Granholm: Sustained Fusion May be Possible Within a Decade
Lawrence Livermore’s Energy-positive Fusion a Global First
Marvin Adams, a Texas A&M professor of nuclear engineering and deputy director of the National Nuclear Security Administration, holds a cylinder like those used by Lawrence Livermore National Laboratory researchers to initiate controlled, excess energy-producing fusion for the first time in any laboratory on earth.
Marvin Adams, a Texas A&M professor of nuclear engineering and deputy director of the National Nuclear Security Administration, holds a cylinder like those used by Lawrence Livermore National Laboratory researchers to initiate controlled, excess energy-producing fusion for the first time in any laboratory on earth. | DOE
Researchers have developed a global first: less than one second of controlled hydrogen fusion that created more energy than had been required to initiate it.

The results of more than 60 years of effort at a federal laboratory charged with ensuring the reliability of U.S. thermonuclear weapons could give the nation the ultimate weapon to fight climate change with a technology capable of producing carbon- and radiation-free energy.

White House and defense policymakers joined Energy Secretary Jennifer Granholm on Tuesday and a research team from Lawrence Livermore National Laboratory to provide a few details of the technology that researchers developed to pull off a global first: less than one second of controlled hydrogen fusion that created more energy than had been required to initiate it. (See related story, DOE to Announce Major Advance in Fusion Technology.)

(Rows excerpted from a collection)
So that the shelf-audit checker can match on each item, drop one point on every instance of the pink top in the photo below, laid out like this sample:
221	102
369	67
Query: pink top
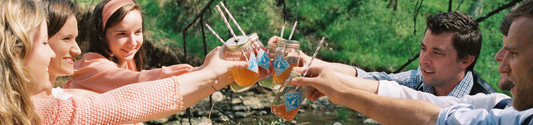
96	73
117	106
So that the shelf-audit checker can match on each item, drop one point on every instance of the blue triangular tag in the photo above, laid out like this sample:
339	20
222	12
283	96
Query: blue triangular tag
293	100
253	63
280	64
262	59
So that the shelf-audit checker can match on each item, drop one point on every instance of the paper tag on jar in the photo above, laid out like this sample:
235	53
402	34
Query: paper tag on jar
262	59
253	63
280	64
293	100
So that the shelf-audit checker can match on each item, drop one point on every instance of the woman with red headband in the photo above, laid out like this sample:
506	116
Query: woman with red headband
116	55
27	55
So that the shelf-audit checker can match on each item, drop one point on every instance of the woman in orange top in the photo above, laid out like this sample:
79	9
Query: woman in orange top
26	55
116	55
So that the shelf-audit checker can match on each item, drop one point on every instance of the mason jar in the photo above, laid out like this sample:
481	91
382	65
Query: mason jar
268	57
288	99
287	57
241	49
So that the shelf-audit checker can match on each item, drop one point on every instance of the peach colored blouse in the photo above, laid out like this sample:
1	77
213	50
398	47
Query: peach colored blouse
117	106
96	73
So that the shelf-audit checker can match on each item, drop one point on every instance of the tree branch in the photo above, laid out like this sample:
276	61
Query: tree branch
198	16
510	4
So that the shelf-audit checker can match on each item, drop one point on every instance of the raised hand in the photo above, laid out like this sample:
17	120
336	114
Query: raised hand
325	82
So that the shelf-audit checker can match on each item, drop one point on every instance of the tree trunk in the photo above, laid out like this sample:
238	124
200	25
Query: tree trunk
393	4
476	9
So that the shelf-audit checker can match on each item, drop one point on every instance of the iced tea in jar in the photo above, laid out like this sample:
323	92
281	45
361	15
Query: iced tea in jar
288	100
240	49
287	56
267	81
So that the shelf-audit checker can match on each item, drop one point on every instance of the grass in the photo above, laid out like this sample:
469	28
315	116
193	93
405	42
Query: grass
361	33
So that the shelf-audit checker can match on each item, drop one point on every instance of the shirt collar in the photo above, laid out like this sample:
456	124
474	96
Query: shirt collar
463	88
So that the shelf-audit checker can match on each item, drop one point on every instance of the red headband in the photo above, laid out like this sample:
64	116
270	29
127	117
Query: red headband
113	6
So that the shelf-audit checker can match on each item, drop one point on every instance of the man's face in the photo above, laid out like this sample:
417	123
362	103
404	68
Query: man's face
504	83
518	57
438	61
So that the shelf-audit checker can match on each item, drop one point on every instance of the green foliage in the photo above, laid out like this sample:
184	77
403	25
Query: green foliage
366	34
342	113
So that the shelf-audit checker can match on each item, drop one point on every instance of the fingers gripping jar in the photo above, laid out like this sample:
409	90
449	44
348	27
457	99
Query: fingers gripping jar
241	50
287	57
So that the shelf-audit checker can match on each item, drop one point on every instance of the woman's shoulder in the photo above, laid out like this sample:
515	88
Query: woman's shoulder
92	55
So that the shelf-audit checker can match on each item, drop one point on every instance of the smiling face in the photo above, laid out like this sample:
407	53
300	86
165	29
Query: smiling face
504	83
438	61
39	58
64	45
516	63
126	37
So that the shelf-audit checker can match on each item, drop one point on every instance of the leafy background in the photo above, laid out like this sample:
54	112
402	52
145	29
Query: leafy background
366	33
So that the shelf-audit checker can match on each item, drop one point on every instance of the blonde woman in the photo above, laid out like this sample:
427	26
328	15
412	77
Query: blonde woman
25	56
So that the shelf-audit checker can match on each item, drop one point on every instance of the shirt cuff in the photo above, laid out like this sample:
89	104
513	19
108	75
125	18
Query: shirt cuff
387	88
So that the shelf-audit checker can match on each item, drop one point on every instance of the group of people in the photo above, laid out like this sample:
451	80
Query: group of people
110	86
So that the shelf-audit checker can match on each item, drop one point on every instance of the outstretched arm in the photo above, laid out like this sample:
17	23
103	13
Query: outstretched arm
385	110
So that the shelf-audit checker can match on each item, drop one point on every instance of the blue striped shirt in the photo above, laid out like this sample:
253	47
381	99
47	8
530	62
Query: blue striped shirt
413	79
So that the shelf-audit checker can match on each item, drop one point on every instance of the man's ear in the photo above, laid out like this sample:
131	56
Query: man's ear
467	61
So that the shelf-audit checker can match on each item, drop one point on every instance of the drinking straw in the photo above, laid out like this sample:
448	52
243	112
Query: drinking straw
293	27
282	29
311	61
314	55
233	19
214	33
227	24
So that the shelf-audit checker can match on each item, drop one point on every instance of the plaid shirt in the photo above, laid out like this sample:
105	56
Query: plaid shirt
413	79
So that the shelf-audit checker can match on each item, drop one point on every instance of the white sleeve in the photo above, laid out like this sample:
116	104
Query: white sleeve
393	89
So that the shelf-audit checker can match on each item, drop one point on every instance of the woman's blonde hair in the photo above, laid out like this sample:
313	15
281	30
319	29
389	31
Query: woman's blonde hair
17	19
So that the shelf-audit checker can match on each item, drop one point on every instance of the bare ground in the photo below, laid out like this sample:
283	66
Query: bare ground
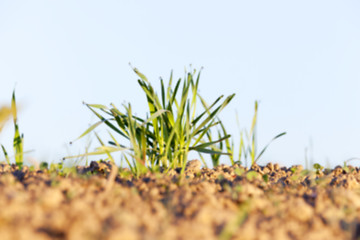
101	202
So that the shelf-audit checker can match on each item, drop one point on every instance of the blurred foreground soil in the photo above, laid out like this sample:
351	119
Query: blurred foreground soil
101	202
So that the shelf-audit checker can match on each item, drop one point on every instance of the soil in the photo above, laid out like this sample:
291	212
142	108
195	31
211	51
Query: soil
227	202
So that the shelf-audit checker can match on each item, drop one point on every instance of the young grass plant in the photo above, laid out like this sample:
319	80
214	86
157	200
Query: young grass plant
171	130
18	138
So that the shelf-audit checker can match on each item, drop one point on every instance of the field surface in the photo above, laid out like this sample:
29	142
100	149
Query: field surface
102	201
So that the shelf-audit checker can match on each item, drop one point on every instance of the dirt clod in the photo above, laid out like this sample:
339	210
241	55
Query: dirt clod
101	201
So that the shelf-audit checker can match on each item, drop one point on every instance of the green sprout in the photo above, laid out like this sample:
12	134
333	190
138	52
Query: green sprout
172	129
18	140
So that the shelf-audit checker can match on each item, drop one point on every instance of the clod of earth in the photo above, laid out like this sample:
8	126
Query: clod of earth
228	202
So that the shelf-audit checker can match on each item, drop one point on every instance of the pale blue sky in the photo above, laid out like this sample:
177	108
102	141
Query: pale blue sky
300	59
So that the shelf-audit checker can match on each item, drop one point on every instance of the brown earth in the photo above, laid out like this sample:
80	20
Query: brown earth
101	202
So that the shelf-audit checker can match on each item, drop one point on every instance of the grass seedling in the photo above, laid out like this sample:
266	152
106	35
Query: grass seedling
170	131
18	138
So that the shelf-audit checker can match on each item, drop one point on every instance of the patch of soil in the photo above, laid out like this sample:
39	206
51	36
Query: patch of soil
227	202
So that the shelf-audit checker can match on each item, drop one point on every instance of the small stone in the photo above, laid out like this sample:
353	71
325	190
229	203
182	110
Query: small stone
193	165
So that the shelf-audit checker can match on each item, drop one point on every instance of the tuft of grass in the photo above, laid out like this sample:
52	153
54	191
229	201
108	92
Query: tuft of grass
172	127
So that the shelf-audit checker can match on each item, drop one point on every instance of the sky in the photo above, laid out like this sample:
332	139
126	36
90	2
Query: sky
299	59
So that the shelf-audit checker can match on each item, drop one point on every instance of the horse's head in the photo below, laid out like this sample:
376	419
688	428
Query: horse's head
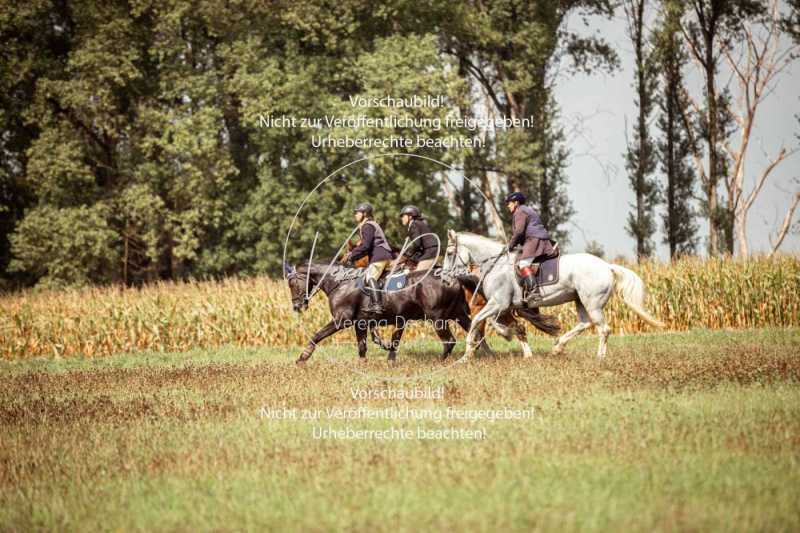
455	256
297	287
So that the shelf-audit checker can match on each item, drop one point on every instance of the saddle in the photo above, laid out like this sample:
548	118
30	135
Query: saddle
394	283
546	273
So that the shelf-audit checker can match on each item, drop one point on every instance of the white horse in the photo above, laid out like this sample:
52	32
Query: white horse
583	278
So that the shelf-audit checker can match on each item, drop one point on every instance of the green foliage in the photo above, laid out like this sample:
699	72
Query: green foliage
641	158
67	246
675	146
143	118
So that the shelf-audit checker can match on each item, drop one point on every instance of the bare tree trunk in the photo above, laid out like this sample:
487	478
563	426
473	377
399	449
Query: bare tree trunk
787	223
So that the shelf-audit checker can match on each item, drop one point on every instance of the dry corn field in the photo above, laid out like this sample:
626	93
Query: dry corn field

● What you need to do
a - Reproduce the rows word for word, starting at the line that contains "of the tuft" and ending at the last line of the rows. Leave the pictures out.
b - Continue the article on the fusion announcement from where it stops.

● Solved tasks
a -
So that the shelf-audit checker can match on each item, drop one point on every instance of the tuft of grass in the photo above, laid out like this sample:
52	153
54	191
229	201
108	92
Query: tuft of grass
172	127
So that the shelf-audit checker can match on each item, drop one point on every instance of the sky in the photo above, laid out like this sample:
332	139
126	36
90	2
Query: sky
299	59
So that the shelf-audit checker can match on each item, drop one point on every instance of the horse's head in the photo below, laid out like this sample:
376	419
688	428
Query: horse's head
455	256
297	287
So that the shelf-audit checker can match on each item, drop one point on every instance of the saddle in the photo above, laid out like this sample:
548	118
30	135
Query: saddle
394	283
546	273
So that the shelf-audit checker can match on each item, drop one point on every instance of the white horse in the photo above, laid out like this sample:
52	32
Query: white horse
583	278
So that the shelf-audit checker can match on each item, drop one point on every instance of the green foliage in the photo above, laid out like this sample:
699	72
Query: green foliage
641	158
67	246
675	146
143	118
So that the shelf-audit checker can match on each item, drop one point on every instance of the bare tree trunk in the photo above, laid out like this sample:
487	478
563	426
473	377
399	449
Query: bare tree trunk
787	223
So that the shelf-audit checker can match on each item, drop one point on every instance of the dry corn field in the photo above, laid out like this sample:
626	93
Query: dry corn field

b -
That’s the same kind of reaction that powers stars, including the sun. And it’s the same physics at the heart of a hydrogen bomb.

“We got out 3.15 megajoules. We put in 2.05 megajoules in the laser,” explained Marvin Adams, Texas A&M nuclear engineering professor and deputy administrator for defense programs at the Department of Energy. “That’s never been done before in any fusion laboratory anywhere,” he said in a detailed panel discussion that followed the official announcement.

The experiment involved focusing the light of powerful lasers on a tiny capsule suspended inside a glass cylinder. The capsule, about the size of a peppercorn or half a BB, contained isotopes of hydrogen. The force of the lasers, which had been converted to X-rays, compressed the hydrogen isotopes to the point at which they merged, releasing the energy in the form of heat.

The entire experiment — energizing 192 of the most powerful lasers on the planet — required more than 300 megajoules, said Adams.

That meant that powering up the lasers took a little over 83 kWh of electricity — not exactly an energy hog, but still far more power than produced in the small capsule in which the fusion occurred. In 2021, the average monthly residential power consumption was 886 kWh, according to Energy Information Administration.

“The laser wasn’t designed to be efficient,” Adams quickly added. “The laser was designed to give us as much juice as possible to make this incredible condition possible in the laboratory. There are many, many steps that would have to be made in order to get to inertial fusion as an energy source.”

Granholm noted that the Biden administration’s goal is to develop a commercial fusion reactor within 10 years. “This demonstrates that it can be done,” she said. “That threshold being crossed allows [researchers] to start working on better lasers, more efficient lasers, on better containment capsules — the things that are necessary to allow it to be modularized and taken to commercial scale.”

The strategy at LLNL has been based on using the powerful lasers not only to jumpstart fusion but also to control the reaction after it has begun with the pressure of the beams themselves.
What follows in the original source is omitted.